Items from a dataset:
---+---
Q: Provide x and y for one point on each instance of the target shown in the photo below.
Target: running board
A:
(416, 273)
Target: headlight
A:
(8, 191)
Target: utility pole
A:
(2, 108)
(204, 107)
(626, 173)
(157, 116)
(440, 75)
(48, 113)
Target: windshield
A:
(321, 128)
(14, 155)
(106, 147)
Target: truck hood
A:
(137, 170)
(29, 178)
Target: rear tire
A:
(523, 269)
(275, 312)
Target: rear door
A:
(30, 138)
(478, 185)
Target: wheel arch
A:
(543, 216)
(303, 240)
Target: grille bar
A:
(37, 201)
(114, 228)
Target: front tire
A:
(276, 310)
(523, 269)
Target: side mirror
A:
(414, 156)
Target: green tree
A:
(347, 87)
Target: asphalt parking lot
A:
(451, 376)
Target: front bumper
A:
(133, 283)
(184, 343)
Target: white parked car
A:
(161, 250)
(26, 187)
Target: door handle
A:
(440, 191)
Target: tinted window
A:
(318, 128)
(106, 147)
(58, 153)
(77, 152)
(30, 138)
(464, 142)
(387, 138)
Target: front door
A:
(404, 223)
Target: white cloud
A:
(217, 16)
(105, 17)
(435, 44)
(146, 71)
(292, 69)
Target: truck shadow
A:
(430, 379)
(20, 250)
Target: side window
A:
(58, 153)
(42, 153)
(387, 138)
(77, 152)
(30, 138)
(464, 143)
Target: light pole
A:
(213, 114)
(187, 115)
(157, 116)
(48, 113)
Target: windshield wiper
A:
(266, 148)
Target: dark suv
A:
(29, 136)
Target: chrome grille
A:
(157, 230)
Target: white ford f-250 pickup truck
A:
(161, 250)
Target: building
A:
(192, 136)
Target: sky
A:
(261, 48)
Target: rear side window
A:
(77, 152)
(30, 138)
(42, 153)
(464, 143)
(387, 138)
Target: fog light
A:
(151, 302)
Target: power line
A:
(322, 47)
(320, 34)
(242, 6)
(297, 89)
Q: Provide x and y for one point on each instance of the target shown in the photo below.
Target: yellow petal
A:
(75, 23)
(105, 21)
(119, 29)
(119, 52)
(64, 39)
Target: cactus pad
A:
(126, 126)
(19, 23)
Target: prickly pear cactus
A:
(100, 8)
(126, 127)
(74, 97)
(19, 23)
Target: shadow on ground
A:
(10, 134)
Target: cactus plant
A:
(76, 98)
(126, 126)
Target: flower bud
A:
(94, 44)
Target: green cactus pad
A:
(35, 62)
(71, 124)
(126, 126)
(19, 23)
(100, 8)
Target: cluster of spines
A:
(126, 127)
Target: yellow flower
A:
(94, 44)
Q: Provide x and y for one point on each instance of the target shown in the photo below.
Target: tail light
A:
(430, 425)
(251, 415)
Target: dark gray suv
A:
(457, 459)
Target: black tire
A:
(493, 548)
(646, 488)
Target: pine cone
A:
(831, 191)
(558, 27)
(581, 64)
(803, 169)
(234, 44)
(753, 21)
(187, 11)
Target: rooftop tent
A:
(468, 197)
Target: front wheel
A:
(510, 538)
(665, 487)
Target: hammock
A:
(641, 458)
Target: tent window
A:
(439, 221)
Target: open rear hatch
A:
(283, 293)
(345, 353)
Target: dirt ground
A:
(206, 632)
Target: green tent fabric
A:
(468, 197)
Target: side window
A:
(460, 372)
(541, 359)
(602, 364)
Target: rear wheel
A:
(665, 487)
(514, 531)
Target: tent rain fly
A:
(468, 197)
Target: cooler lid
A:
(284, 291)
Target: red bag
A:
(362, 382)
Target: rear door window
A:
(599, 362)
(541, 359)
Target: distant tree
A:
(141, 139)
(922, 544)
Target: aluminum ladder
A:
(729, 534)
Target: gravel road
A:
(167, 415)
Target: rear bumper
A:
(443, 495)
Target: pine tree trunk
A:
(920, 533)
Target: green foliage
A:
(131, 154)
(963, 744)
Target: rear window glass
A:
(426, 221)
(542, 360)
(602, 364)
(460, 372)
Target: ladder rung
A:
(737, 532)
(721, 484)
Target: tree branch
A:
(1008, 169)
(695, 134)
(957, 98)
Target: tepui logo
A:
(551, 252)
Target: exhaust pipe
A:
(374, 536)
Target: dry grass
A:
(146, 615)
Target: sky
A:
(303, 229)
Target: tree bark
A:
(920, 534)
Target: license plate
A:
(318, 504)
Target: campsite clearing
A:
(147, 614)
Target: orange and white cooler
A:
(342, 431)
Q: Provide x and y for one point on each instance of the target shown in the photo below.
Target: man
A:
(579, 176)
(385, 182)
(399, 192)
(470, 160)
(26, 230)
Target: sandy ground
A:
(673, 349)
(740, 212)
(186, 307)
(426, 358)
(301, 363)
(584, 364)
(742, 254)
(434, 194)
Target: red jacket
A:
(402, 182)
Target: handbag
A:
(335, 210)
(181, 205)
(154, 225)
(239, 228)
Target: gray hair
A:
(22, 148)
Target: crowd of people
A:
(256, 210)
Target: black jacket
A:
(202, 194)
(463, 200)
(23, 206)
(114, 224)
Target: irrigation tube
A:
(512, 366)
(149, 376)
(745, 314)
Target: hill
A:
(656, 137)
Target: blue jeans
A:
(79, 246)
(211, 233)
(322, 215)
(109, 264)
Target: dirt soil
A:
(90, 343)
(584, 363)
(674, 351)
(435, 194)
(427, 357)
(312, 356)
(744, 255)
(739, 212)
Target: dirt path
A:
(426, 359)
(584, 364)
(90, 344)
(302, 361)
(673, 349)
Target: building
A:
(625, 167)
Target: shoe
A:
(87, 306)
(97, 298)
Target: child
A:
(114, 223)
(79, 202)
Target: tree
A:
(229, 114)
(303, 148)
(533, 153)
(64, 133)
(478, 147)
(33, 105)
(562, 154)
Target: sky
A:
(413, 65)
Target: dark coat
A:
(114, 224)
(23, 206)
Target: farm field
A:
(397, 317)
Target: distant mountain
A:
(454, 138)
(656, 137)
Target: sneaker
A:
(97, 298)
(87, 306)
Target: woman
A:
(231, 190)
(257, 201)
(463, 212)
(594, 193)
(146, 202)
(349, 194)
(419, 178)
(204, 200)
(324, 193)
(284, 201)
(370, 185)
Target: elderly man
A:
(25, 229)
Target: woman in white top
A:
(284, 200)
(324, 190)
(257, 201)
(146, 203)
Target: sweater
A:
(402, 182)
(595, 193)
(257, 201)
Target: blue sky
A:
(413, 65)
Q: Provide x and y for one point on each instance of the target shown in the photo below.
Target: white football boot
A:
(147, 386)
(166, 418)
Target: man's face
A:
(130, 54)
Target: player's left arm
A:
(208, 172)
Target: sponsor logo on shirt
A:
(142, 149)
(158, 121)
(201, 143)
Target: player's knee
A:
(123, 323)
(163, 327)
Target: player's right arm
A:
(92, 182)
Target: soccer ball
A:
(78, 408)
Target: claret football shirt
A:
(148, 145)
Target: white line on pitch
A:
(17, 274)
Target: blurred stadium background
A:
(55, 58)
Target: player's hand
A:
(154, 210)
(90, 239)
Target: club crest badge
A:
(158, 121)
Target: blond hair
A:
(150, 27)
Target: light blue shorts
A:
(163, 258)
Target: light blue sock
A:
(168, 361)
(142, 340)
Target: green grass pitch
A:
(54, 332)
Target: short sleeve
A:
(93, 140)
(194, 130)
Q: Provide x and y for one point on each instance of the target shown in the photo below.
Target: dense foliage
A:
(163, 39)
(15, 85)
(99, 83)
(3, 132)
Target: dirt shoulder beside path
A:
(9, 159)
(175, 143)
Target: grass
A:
---+---
Your answer must be an exact transcription of all the data above.

Q: Provide x and y for one point on each instance of the target shown in the photo below.
Target: running board
A:
(416, 273)
Target: headlight
A:
(8, 191)
Target: utility pole
A:
(2, 108)
(204, 107)
(626, 173)
(157, 116)
(440, 75)
(48, 113)
Target: windshield
A:
(321, 128)
(14, 155)
(106, 147)
Target: truck hood
A:
(137, 170)
(29, 178)
Target: rear tire
A:
(523, 269)
(275, 312)
Target: rear door
A:
(30, 138)
(478, 185)
Target: wheel arch
A:
(543, 216)
(303, 240)
Target: grille bar
A:
(37, 201)
(114, 228)
Target: front tire
A:
(276, 310)
(523, 269)
Target: side mirror
A:
(414, 156)
Target: green tree
A:
(347, 87)
Target: asphalt parking lot
A:
(451, 376)
Target: front bumper
A:
(133, 283)
(184, 343)
Target: white parked car
A:
(161, 250)
(26, 187)
Target: door handle
A:
(440, 191)
Target: tinted window
A:
(318, 128)
(106, 147)
(58, 153)
(77, 152)
(30, 138)
(464, 142)
(387, 138)
Target: front door
A:
(404, 223)
Target: white cloud
A:
(217, 16)
(105, 17)
(435, 44)
(146, 71)
(292, 69)
Target: truck shadow
A:
(430, 379)
(20, 250)
Target: side window
A:
(58, 153)
(42, 153)
(387, 138)
(77, 152)
(30, 138)
(464, 143)
Target: light pole
A:
(213, 114)
(187, 115)
(157, 116)
(48, 113)
Target: windshield wiper
A:
(266, 148)
Target: dark suv
A:
(29, 136)
Target: chrome grille
A:
(157, 230)
Target: white ford f-250 pickup truck
A:
(161, 250)
Target: building
A:
(192, 136)
Target: sky
A:
(261, 48)
Target: rear side window
A:
(77, 152)
(30, 138)
(42, 153)
(464, 143)
(387, 138)
Target: fog light
A:
(151, 302)
Target: power line
A:
(322, 47)
(320, 34)
(242, 6)
(297, 89)
Q: Provide x and y for one point on each instance of the target shown in the photo below.
Target: yellow petal
A:
(75, 23)
(105, 21)
(119, 29)
(119, 52)
(64, 39)
Target: cactus pad
A:
(126, 126)
(19, 23)
Target: prickly pear cactus
A:
(100, 8)
(126, 127)
(74, 97)
(19, 23)
Target: shadow on ground
A:
(10, 134)
Target: cactus plant
A:
(76, 98)
(126, 126)
Target: flower bud
A:
(94, 44)
Target: green cactus pad
A:
(35, 62)
(71, 124)
(126, 126)
(19, 23)
(100, 8)
Target: cluster of spines
A:
(126, 127)
Target: yellow flower
A:
(94, 44)
Q: Provide x and y for one point on each instance of the target shown in the photo below.
Target: tail light
A:
(430, 425)
(251, 415)
Target: dark gray suv
A:
(457, 459)
Target: black tire
A:
(493, 548)
(646, 488)
Target: pine cone
A:
(831, 191)
(558, 27)
(581, 64)
(803, 169)
(234, 44)
(753, 21)
(187, 11)
Target: rooftop tent
A:
(468, 197)
Target: front wheel
A:
(510, 538)
(665, 487)
Target: hammock
A:
(641, 458)
Target: tent window
A:
(439, 221)
Target: open rear hatch
A:
(283, 293)
(345, 353)
Target: dirt ground
A:
(206, 632)
Target: green tent fabric
A:
(468, 197)
Target: side window
A:
(460, 372)
(541, 359)
(602, 364)
Target: rear wheel
A:
(665, 487)
(514, 531)
Target: tent rain fly
A:
(468, 197)
Target: cooler lid
A:
(284, 291)
Target: red bag
A:
(362, 382)
Target: rear door window
A:
(599, 362)
(541, 359)
Target: distant tree
A:
(141, 139)
(922, 544)
Target: aluminum ladder
A:
(729, 534)
Target: gravel road
A:
(167, 415)
Target: rear bumper
A:
(443, 495)
Target: pine tree trunk
A:
(920, 533)
Target: green foliage
A:
(131, 154)
(963, 744)
Target: rear window glass
A:
(426, 221)
(542, 360)
(602, 364)
(460, 372)
Target: ladder rung
A:
(737, 532)
(721, 484)
Target: tree branch
A:
(1008, 169)
(695, 134)
(957, 98)
Target: tepui logo
A:
(551, 252)
Target: exhaust pipe
A:
(374, 536)
Target: dry grass
A:
(146, 615)
Target: sky
A:
(303, 229)
Target: tree bark
A:
(920, 534)
Target: license plate
A:
(318, 504)
Target: campsite clearing
A:
(147, 614)
Target: orange and white cooler
A:
(342, 431)
Q: Provide x and y for one point on each instance of the target shown in the photo below.
Target: man
A:
(579, 176)
(385, 182)
(399, 192)
(470, 160)
(26, 230)
Target: sandy ground
A:
(673, 349)
(740, 212)
(186, 307)
(426, 358)
(301, 363)
(584, 364)
(742, 254)
(434, 194)
Target: red jacket
A:
(402, 182)
Target: handbag
A:
(335, 210)
(181, 205)
(154, 225)
(239, 228)
Target: gray hair
A:
(22, 148)
Target: crowd of people
A:
(256, 210)
Target: black jacket
A:
(202, 194)
(463, 200)
(23, 206)
(114, 224)
Target: irrigation tube
A:
(512, 366)
(149, 376)
(745, 314)
Target: hill
A:
(656, 137)
Target: blue jeans
A:
(79, 246)
(211, 233)
(322, 215)
(109, 264)
Target: dirt soil
A:
(90, 343)
(584, 363)
(674, 351)
(435, 194)
(427, 357)
(312, 356)
(744, 255)
(739, 212)
Target: dirt path
A:
(426, 359)
(584, 364)
(90, 344)
(302, 361)
(673, 349)
Target: building
A:
(625, 167)
Target: shoe
A:
(87, 306)
(97, 298)
Target: child
A:
(114, 223)
(79, 202)
Target: tree
A:
(229, 114)
(303, 148)
(533, 153)
(64, 133)
(478, 147)
(33, 105)
(562, 154)
Target: sky
A:
(413, 65)
Target: dark coat
A:
(114, 224)
(23, 206)
Target: farm field
A:
(397, 317)
Target: distant mountain
A:
(454, 138)
(656, 137)
Target: sneaker
A:
(97, 298)
(87, 306)
Target: woman
A:
(231, 190)
(257, 201)
(463, 212)
(594, 193)
(146, 202)
(349, 194)
(419, 178)
(204, 200)
(324, 193)
(284, 201)
(370, 185)
Target: elderly man
A:
(25, 229)
Target: woman in white top
A:
(284, 200)
(324, 190)
(257, 201)
(146, 203)
Target: sweater
A:
(402, 182)
(595, 193)
(257, 201)
Target: blue sky
A:
(413, 65)
Q: Provide x and y for one point on each instance of the target shown in the photo below.
Target: white football boot
A:
(147, 386)
(166, 418)
Target: man's face
A:
(130, 54)
Target: player's left arm
A:
(208, 172)
Target: sponsor logo on shirt
A:
(142, 149)
(158, 121)
(201, 143)
Target: player's knee
A:
(123, 323)
(163, 327)
Target: player's right arm
A:
(92, 182)
Target: soccer ball
A:
(78, 408)
Target: claret football shirt
A:
(148, 145)
Target: white line on pitch
A:
(17, 274)
Target: blurred stadium background
A:
(55, 58)
Target: player's hand
A:
(154, 210)
(90, 239)
Target: club crest badge
A:
(158, 121)
Target: blond hair
A:
(150, 27)
Target: light blue shorts
A:
(163, 258)
Target: light blue sock
A:
(168, 361)
(142, 340)
Target: green grass pitch
A:
(54, 332)
Target: short sleeve
A:
(93, 140)
(194, 130)
Q: Provide x and y for one point on each instance of the target shown in the photo below.
Target: dense foliage
A:
(163, 39)
(15, 85)
(99, 83)
(3, 132)
Target: dirt shoulder beside path
A:
(9, 159)
(175, 143)
Target: grass
A:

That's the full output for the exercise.